What the exercise asks:
Update the lines below by changing every "annotation dataset" to "labeling dataset". Leave everything else unchanged.

Data to process:
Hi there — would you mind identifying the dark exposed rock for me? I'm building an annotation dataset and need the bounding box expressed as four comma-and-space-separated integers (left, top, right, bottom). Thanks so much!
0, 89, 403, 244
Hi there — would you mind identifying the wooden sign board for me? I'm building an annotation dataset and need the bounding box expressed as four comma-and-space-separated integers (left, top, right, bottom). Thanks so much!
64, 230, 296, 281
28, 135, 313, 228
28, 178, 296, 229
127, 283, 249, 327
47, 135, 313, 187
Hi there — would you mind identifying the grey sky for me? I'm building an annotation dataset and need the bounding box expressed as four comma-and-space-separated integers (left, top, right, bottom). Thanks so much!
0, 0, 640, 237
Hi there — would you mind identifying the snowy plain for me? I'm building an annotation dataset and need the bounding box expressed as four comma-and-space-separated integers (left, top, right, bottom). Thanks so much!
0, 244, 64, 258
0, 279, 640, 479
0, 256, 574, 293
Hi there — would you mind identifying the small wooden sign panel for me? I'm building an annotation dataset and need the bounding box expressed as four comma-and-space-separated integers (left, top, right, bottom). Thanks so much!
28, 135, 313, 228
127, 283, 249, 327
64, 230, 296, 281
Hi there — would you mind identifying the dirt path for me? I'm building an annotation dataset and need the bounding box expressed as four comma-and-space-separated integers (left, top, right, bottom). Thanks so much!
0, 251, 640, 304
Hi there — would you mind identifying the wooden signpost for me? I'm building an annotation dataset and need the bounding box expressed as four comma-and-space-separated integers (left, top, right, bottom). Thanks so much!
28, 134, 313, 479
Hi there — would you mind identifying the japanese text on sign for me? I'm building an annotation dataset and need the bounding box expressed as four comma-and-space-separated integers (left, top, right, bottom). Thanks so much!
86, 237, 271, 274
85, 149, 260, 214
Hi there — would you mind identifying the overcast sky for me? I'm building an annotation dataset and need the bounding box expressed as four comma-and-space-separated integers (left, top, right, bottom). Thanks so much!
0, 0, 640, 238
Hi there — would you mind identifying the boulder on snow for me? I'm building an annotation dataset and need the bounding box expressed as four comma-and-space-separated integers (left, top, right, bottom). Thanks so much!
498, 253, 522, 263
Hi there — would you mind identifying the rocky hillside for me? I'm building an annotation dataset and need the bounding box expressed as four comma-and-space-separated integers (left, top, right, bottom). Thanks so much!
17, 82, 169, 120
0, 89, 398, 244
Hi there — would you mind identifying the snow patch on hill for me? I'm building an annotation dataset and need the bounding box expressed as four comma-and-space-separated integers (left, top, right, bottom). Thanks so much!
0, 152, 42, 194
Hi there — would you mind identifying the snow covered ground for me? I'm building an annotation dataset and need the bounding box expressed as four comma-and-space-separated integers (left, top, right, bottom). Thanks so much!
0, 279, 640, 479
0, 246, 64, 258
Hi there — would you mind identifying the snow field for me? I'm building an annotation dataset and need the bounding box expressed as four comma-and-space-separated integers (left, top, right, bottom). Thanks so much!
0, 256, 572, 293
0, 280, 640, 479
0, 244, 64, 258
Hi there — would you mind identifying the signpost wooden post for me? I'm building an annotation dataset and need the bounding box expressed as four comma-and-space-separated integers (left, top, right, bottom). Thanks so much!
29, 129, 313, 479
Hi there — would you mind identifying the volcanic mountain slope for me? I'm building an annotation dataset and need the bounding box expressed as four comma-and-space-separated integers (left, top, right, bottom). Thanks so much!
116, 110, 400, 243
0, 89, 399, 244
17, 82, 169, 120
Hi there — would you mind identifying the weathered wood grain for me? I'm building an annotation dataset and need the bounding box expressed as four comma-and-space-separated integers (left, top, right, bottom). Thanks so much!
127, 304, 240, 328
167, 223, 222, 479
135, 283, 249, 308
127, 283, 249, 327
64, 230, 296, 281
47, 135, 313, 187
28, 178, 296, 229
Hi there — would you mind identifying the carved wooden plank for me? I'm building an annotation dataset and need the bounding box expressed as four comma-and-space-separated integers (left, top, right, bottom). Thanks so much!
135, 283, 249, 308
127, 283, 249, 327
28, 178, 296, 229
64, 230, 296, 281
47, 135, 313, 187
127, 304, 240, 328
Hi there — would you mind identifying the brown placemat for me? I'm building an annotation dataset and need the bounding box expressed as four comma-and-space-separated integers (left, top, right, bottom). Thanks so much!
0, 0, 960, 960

Completed exercise:
Hi there — would you mind identifying the dark exposed rock for me? I'm building an labeling dataset and need the bounding box expressed as four comma-and-space-separated integers (left, top, right, bottom). Thanks so much!
0, 89, 403, 244
Hi there — would you mind identifying the wooden sign board for me? I'm building an labeling dataset and need the bounding box expressed as four comma-and-space-separated integers (left, top, right, bottom). Thanks so much!
64, 230, 296, 281
28, 135, 313, 228
28, 178, 296, 229
127, 283, 249, 327
47, 135, 313, 187
Hi there — would you mind identifying the grey sky for me? I'm building an labeling dataset and need the bounding box expressed as four comma-and-space-separated integers (left, top, right, bottom). Thanks so much!
0, 0, 640, 237
Hi there — would you mind identifying the snowy plain for me? I'm building an labeling dataset and need the bounding box expressed as four comma-and-space-separated integers (left, top, right, bottom). Thanks so much!
0, 244, 64, 258
0, 279, 640, 479
0, 256, 574, 293
Hi there — would you mind identifying the small wooden sign panel for me? I'm building an labeling dataset and need the bounding box expressed as four comma-and-space-separated integers (left, top, right, bottom). Thanks so much!
28, 135, 313, 228
127, 283, 249, 327
64, 230, 296, 281
Hi there — would you mind identifying the dirt path for me? I'm building an labeling dataset and need the bounding box expressed as four comma-and-space-separated integers (left, top, right, bottom). Thanks so much!
0, 251, 640, 304
Hi there — would you mind identifying the wooden signpost for me? I'm building an labeling dataset and need the bounding box expressed as four comma-and-space-separated integers (left, top, right, bottom). Thanks so much!
28, 134, 313, 479
Hi there — would you mind identifying the japanese text on sign for me? I'm building an labeling dataset and need the bounding box expressed as four comma-and-space-separated integers (left, top, right, bottom). Thanks so much!
86, 237, 271, 274
85, 149, 260, 214
Hi there — would you mind identifying the overcast sky for me? I'm building an labeling dataset and need the bounding box expressed as four comma-and-space-separated integers (left, top, right, bottom). Thanks so much!
0, 0, 640, 238
Hi there — would you mind identifying the boulder on snow for me? I'm building an labeling dataset and need the bounding box expressed as four comma-and-space-separated integers (left, top, right, bottom). Thanks so much!
498, 253, 522, 263
Hi there — would you mind identifying the rocky hillside for me? I'm building an labeling dataset and need the bounding box expressed as four comma-and-space-separated integers (left, top, right, bottom). Thanks so much!
17, 82, 169, 120
0, 89, 398, 244
Hi there — would you mind identifying the snow patch on hill for me? I'm building an labeling dataset and need the bounding box expressed as four comma-and-space-separated integers (left, top, right, bottom). Thanks so much!
0, 152, 42, 194
Hi there — would you mind identifying the snow covered ground for me? I'm building an labeling dataset and need the bounding box expressed as four comma-and-space-separated integers (left, top, right, bottom). Thanks so much!
0, 279, 640, 479
0, 246, 64, 258
Hi there — would you mind identifying the snow field for me? I'm building an labeling dataset and need the bounding box expressed as four comma-and-space-separated integers (left, top, right, bottom). Thanks so much!
0, 256, 572, 293
0, 280, 640, 479
0, 244, 64, 258
Hi there — would you mind identifying the signpost wooden post for me? I'm building an labeling dataset and need the bounding box expressed as four comma-and-space-separated integers (left, top, right, bottom). Thanks so much!
29, 129, 313, 479
Hi there — would you mind identifying the volcanic mountain slope for me? I'm building an labeling dataset and need the bounding box expressed as four comma-and-space-separated integers (left, top, right, bottom). Thanks so much!
116, 110, 400, 243
0, 89, 399, 244
17, 82, 169, 120
Hi there — would you mind identifying the weathered wood grain for me? I'm building an labeling dataset and need the bounding box expressed as four comma-and-space-separated integers (left, top, right, bottom). Thanks so much!
127, 304, 240, 328
167, 223, 222, 479
135, 283, 249, 308
127, 283, 249, 327
64, 230, 296, 281
47, 135, 313, 187
28, 178, 296, 229
Hi there — would you mind identifying the carved wooden plank for me? I'm building an labeling dataset and need the bounding box expressed as four comma-and-space-separated integers (left, top, right, bottom). Thanks so much!
135, 283, 249, 308
127, 283, 249, 327
28, 178, 296, 229
64, 230, 296, 281
47, 135, 313, 187
127, 304, 240, 328
Hi there — would you mind identifying the brown placemat for me? I'm building an labeling dataset and need the bounding box expressed as four comma-and-space-separated integers (left, top, right, bottom). Thanks so much!
0, 0, 960, 960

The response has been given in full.